• _Position annotation entries_
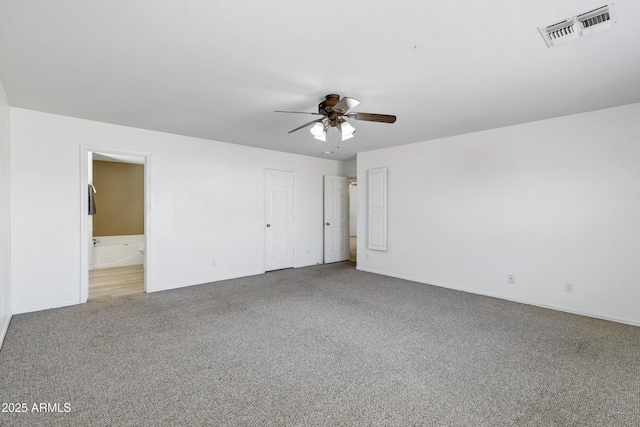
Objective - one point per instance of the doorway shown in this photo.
(114, 249)
(279, 219)
(336, 219)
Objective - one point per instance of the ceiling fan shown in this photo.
(335, 112)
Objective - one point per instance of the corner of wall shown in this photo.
(5, 215)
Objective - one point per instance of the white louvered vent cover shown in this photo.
(584, 24)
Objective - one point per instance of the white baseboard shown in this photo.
(4, 326)
(507, 298)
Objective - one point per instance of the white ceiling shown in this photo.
(218, 69)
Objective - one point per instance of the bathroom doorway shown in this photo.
(115, 225)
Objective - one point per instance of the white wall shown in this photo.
(206, 203)
(551, 202)
(5, 216)
(353, 210)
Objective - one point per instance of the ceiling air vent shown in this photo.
(584, 24)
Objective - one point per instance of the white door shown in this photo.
(279, 218)
(336, 218)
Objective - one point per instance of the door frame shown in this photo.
(324, 218)
(85, 150)
(264, 213)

• _GIVEN PROBLEM_
Arrange the entries above as a two-column CSV headed objective and points, with one row for each objective line and the coordinates that follow it. Put each field in quotes, replace line breaks with spaces, and leave out the pictures.

• _ANSWER BELOW_
objective,points
"Objective - one point per instance of the doorway shown in this photo.","(114, 249) (279, 219) (336, 219)"
"Objective - one point per instance of the ceiling fan shown in this photo.","(335, 112)"
"Objective - one point per instance of the corner of wall shown in this photo.","(5, 215)"
"Objective - one point per instance of the white louvered vent cover shown in this photo.","(584, 24)"
"Objective - one point per instance of the white baseboard shown in this photo.","(4, 326) (507, 298)"
"Objective - one point per instance of the white ceiling shown in this photo.","(218, 69)"
"Objective - one point per instance of the bathroom doorway shown in this photo.","(115, 225)"
"Objective - one point per instance of the white wall shown in this photo.","(206, 203) (551, 202) (5, 216) (353, 210)"
"Objective - one point per instance of the ceiling air vent shown in this photo.","(584, 24)"
"Objective - one point per instance of the white door shown in this photo.","(279, 218) (336, 218)"
"Objective - one point per instance of the door frame shown in this photo.","(324, 218) (85, 150) (264, 213)"